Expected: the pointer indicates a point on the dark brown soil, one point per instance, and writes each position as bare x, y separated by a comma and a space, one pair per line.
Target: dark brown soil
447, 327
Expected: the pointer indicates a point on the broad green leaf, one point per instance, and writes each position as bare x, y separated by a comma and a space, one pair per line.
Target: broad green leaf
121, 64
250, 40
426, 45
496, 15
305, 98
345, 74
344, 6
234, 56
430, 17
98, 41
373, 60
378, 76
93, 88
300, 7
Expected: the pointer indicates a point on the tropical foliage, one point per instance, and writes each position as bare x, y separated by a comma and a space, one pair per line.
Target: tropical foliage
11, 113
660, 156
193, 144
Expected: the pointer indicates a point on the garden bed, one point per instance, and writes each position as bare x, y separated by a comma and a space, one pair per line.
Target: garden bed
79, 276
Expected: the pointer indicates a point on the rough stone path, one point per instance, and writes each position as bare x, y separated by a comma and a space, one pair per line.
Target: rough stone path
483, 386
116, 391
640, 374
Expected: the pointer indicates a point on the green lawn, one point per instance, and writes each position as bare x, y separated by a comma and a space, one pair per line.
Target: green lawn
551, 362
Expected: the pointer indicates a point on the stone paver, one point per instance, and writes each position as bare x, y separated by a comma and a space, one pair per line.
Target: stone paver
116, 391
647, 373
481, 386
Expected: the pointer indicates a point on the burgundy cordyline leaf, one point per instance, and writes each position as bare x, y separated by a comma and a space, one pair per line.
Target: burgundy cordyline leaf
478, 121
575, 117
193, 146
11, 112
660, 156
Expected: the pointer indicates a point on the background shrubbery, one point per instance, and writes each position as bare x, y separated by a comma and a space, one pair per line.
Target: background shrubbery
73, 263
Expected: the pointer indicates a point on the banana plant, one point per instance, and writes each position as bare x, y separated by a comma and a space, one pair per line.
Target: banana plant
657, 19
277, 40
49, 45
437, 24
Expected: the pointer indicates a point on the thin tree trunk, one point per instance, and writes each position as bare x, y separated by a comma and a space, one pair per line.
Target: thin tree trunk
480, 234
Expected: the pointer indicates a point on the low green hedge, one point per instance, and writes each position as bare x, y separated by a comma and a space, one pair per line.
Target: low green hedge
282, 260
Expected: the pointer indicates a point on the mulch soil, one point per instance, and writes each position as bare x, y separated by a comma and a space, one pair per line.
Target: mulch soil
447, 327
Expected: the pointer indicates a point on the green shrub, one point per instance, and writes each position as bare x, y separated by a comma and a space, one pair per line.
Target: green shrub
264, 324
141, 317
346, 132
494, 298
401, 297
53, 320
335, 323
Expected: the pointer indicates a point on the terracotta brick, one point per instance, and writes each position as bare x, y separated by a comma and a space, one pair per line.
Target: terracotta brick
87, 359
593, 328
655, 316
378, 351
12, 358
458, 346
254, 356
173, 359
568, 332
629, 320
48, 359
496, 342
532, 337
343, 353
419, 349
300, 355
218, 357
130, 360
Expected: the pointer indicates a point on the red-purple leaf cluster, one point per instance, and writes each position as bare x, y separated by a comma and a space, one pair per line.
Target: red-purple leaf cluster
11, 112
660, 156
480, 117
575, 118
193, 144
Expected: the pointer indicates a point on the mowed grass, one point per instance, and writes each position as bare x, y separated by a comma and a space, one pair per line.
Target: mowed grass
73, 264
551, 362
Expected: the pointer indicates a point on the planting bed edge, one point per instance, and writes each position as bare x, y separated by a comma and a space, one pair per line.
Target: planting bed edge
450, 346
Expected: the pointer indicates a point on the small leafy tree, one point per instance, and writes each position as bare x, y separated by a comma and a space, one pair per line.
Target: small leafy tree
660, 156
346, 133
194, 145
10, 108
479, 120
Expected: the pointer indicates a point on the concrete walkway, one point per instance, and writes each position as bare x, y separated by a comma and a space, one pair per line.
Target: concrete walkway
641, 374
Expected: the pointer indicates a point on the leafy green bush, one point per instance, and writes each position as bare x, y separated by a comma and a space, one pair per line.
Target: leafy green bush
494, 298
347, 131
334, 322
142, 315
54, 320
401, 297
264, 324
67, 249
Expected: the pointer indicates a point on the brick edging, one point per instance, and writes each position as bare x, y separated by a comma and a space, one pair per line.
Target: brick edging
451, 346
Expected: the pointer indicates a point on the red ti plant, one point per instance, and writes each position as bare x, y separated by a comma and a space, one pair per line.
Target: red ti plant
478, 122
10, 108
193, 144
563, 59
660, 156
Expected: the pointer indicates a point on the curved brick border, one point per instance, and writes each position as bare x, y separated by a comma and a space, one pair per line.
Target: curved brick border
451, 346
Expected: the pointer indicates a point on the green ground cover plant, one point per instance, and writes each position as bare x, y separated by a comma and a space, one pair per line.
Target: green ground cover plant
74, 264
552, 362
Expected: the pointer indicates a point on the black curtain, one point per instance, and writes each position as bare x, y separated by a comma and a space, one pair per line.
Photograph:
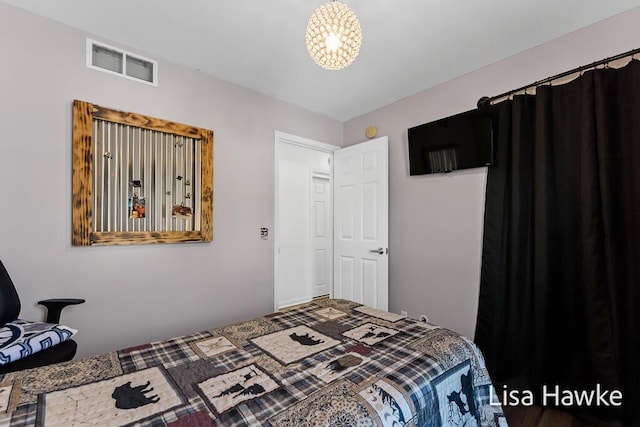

◆ **TASK OBJECTIVE**: How many lines of the data above contain the string "terracotta"? Letter case matters; reply with the number alone.

◆ **WRITTEN RESPONSE**: 2